Поставленная задача 1 —
В чём, согласно приведённому ниже фрагменту, Эйдельман упрекал Юрия Владимировича Давыдова?

Фрагмент текста —
^^^^
«Сказать все»: избранные статьи по русской истории, культуре и литературе XVIIIXX веков - Эйдельман Натан Яковлевич 2 стр.


Судя по его дневникам, Эйдельман мучился двойственностью своего положения – неприятием советской реальности и неготовностью к радикальному действию. Речь шла, естественно, не о вооруженной борьбе, но о прямых высказываниях во время выступлений.

Его постоянно волновал исторический выбор между насилием и ненасилием при явной необходимости воздействия на окружающую реальность.

Он упрекал – я тому свидетель – своего друга, одного из лучших русских исторических романистов, Юрия Владимировича Давыдова в игнорировании «толстовского фактора» при художественном анализе народнической и народовольческой эпохи.

Толстой отсутствует среди сквозных персонажей нашей книги, но его гигантская тень ложится на ее страницы. Это неудивительно – Толстой живет в дневниках Эйдельмана с 1950‐х годов и ссылки на его опыт там постоянные. И это многое объясняет в его подходах к истории. В мировидении Эйдельмана была фундаментальная черта, роднившая его с яснополянским пророком. Он, как и Толстой, был убежден в необходимости следовать естественному ходу истории, в губительности неорганичного вмешательства в этот процесс. Притом что далеко не все – даже самые радикальные – попытки этого вмешательства представлялись ему неорганичными. Например, попытка 14 декабря, скорее всего, мыслилась ему более органичной, чем николаевские заморозки. Но тут возникало мучительное противоречие. Эйдельман предлагал – как результат честных исследований – максимально объективную для него картину прошлого и объяснял закономерность того, что произошло. Но при этом он как гуманист, постоянно обремененный обостренным чувством справедливости, не мог внутренне примириться с неоправданной жестокостью и неразумностью процесса. И он постоянно искал возможность сочетания «силы вещей», исторической неизбежности, и своего представления о том, как должно, как справедливо.

После вторичного прочтения «Иосифа и его братьев» Т. Манна он записывает в дневник: «…Лучшее – Иосифа везут купцы и учат, что время даст всему вызреть само»8.

Но какова роль человека в этой работе роковых жерновов?

И большая работа о Пушкине и Карамзине «Сказать все…» – это напряженная попытка остаться равным пушкинской диалектике на примере восприятия Пушкиным титанического труда историографа. Пушкину могут быть не близки смыслообразующие постулаты Карамзина, но это – «подвиг честного человека».
^^^^
Поставленная задача 2 —
Выведите без изменений строки перечня, начав со строки, содержащей «identify the tall», и закончив строкой, содержащей «[400,148,480,356]», включая обе эти строки.

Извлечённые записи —
^^^^
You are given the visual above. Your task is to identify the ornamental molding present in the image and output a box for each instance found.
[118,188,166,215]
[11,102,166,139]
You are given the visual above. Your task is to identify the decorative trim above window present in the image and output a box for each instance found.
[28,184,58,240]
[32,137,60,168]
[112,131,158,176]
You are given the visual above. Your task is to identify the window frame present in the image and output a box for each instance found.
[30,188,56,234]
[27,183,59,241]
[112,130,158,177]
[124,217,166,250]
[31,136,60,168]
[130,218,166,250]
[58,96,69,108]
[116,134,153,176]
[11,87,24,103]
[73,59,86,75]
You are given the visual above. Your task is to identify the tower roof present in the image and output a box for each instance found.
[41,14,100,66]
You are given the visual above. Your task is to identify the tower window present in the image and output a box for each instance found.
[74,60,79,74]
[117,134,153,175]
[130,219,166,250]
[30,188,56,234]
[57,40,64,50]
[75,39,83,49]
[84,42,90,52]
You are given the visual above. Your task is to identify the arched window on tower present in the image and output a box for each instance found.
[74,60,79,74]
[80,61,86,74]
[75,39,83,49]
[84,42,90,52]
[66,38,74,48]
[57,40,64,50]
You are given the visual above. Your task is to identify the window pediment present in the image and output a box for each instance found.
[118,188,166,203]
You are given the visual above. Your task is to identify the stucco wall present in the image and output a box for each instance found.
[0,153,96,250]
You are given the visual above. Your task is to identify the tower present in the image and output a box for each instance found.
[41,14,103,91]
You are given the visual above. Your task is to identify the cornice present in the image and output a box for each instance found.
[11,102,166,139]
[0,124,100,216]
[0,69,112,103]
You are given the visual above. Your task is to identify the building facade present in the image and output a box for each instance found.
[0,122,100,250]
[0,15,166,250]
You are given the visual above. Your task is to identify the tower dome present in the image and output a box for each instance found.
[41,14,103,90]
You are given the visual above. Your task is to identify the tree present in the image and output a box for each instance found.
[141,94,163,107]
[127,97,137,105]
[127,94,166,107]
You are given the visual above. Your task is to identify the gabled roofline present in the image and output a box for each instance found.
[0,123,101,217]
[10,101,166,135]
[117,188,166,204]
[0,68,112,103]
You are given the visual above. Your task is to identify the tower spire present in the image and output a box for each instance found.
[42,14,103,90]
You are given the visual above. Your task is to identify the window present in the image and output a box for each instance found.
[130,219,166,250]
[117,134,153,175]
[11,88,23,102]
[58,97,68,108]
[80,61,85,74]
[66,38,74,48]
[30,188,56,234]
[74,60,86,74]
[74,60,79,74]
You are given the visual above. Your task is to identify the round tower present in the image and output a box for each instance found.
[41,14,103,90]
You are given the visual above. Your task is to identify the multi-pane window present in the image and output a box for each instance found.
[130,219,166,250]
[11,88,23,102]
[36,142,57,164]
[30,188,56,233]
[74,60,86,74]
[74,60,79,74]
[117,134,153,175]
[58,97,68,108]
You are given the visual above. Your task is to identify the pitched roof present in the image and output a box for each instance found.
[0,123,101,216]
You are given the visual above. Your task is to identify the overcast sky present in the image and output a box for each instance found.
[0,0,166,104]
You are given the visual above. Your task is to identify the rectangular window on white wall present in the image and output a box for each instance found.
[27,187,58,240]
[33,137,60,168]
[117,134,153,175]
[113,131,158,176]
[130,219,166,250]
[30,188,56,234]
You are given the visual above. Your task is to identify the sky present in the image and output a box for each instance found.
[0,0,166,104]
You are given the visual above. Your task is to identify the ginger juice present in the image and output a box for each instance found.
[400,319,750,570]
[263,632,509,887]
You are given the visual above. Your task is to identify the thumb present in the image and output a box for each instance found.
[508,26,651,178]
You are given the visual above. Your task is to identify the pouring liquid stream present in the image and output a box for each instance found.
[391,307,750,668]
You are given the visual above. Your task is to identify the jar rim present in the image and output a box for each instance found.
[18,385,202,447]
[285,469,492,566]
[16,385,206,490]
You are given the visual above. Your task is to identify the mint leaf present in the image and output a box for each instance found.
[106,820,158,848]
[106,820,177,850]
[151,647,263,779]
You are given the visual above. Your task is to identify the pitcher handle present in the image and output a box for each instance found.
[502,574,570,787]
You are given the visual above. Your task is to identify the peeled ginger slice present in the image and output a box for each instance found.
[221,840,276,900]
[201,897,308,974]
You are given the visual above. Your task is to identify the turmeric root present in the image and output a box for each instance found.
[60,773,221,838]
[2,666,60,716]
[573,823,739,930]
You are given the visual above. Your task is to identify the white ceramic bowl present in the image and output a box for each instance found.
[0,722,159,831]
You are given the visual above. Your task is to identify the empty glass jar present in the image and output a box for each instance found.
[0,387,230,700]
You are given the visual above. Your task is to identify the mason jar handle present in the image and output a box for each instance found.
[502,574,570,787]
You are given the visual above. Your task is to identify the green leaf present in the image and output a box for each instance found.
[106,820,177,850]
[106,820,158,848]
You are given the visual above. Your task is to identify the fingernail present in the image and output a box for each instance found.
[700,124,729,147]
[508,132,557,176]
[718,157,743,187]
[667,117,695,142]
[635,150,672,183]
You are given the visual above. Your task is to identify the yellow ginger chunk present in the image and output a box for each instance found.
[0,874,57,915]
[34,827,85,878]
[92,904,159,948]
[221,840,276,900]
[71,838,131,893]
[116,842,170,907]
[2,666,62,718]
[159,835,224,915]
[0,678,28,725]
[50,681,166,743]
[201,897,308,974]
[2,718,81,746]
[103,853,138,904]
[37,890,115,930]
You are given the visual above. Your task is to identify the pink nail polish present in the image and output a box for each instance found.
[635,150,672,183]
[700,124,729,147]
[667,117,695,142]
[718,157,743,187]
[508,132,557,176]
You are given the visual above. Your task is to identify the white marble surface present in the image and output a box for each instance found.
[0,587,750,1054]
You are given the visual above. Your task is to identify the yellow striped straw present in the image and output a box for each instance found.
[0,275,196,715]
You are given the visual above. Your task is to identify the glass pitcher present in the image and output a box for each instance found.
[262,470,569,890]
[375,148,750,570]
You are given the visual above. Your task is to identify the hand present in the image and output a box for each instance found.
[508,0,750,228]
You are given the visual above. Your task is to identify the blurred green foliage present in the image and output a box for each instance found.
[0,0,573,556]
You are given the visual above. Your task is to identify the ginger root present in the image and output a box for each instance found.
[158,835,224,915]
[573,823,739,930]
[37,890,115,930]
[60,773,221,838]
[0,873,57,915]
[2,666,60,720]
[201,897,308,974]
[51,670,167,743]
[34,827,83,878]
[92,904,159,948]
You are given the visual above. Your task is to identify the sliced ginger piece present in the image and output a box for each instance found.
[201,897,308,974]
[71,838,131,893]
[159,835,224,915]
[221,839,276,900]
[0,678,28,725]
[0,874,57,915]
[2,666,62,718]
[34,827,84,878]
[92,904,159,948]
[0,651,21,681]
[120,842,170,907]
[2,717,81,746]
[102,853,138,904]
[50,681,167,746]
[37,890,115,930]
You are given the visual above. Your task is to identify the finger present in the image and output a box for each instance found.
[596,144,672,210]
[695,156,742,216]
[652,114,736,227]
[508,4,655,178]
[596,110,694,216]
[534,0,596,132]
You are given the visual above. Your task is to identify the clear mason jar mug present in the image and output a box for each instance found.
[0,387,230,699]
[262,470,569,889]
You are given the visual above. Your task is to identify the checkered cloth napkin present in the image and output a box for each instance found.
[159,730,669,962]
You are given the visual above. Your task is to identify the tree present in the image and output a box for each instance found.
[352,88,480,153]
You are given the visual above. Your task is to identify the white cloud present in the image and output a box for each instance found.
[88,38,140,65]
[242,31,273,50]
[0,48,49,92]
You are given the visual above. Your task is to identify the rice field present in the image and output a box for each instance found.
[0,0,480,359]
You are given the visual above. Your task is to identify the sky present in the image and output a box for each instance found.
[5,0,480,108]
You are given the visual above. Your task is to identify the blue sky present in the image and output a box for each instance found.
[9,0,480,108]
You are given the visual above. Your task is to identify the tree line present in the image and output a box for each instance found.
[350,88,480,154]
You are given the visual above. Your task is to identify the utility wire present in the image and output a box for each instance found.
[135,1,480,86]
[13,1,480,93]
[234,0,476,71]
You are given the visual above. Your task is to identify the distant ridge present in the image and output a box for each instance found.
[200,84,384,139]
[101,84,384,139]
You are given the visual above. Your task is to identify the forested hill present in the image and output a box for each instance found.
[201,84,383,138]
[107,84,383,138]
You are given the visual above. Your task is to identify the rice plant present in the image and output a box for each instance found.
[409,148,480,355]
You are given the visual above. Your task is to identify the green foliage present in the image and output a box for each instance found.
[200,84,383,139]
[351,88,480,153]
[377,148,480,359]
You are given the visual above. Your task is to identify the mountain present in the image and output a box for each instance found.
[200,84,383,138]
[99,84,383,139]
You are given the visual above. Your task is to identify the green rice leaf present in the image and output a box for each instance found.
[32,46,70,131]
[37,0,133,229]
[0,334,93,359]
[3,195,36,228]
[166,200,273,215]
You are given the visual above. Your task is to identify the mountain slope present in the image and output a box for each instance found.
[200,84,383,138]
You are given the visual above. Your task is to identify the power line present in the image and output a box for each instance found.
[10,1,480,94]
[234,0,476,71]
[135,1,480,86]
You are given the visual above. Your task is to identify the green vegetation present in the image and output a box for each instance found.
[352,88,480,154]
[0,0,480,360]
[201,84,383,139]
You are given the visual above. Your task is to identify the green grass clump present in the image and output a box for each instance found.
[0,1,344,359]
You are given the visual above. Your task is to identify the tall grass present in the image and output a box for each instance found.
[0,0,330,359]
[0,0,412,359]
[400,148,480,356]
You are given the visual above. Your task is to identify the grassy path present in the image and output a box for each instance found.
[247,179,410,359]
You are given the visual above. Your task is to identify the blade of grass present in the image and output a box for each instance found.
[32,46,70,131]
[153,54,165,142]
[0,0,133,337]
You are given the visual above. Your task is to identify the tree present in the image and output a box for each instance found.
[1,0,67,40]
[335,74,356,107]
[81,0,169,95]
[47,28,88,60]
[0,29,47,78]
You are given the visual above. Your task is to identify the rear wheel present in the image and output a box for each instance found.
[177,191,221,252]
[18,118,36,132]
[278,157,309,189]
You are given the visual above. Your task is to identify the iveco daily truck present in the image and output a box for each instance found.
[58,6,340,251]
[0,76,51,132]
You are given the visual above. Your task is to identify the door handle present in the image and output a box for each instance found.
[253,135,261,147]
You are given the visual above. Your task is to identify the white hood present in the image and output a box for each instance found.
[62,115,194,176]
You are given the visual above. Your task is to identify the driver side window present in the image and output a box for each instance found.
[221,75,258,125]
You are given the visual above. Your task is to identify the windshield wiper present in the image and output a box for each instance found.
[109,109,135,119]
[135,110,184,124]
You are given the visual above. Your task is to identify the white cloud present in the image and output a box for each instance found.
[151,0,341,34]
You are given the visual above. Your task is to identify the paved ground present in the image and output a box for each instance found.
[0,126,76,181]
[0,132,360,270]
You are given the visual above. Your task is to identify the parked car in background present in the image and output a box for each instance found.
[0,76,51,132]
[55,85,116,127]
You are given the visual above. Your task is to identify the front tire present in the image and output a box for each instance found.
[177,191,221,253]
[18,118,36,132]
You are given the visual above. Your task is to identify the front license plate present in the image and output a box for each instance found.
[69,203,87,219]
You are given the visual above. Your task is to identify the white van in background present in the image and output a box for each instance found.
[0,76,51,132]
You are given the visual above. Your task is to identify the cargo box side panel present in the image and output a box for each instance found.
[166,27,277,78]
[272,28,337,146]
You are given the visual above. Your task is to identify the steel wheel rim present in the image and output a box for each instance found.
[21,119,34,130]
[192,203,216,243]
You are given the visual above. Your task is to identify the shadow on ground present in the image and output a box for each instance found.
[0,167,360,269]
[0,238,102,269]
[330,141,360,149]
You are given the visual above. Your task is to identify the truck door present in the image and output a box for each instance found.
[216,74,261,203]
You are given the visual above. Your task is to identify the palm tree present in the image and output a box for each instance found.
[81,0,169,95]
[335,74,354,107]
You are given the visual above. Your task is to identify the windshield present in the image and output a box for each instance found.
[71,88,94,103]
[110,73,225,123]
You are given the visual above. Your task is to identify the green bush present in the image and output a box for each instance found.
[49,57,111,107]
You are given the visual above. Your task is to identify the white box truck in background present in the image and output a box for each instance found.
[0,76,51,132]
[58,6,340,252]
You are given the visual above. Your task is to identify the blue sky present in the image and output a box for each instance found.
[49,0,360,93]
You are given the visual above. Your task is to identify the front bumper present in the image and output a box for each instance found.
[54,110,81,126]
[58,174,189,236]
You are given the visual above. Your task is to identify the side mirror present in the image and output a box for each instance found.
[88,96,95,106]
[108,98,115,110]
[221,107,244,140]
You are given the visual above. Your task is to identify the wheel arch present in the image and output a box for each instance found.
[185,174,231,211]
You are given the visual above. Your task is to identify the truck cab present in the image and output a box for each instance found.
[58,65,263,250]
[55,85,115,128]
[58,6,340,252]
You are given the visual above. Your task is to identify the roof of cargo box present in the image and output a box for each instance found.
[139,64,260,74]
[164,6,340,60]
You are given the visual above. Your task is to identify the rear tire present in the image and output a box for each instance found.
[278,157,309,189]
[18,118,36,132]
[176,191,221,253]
^^^^
Ожидаемый ответ 1 —
В игнорировании «толстовского фактора» при художественном анализе народнической и народовольческой эпохи.

Ожидаемый ответ 2 —
You are given the visual above. Your task is to identify the tall grass present in the image and output a box for each instance found.
[0,0,330,359]
[0,0,412,359]
[400,148,480,356]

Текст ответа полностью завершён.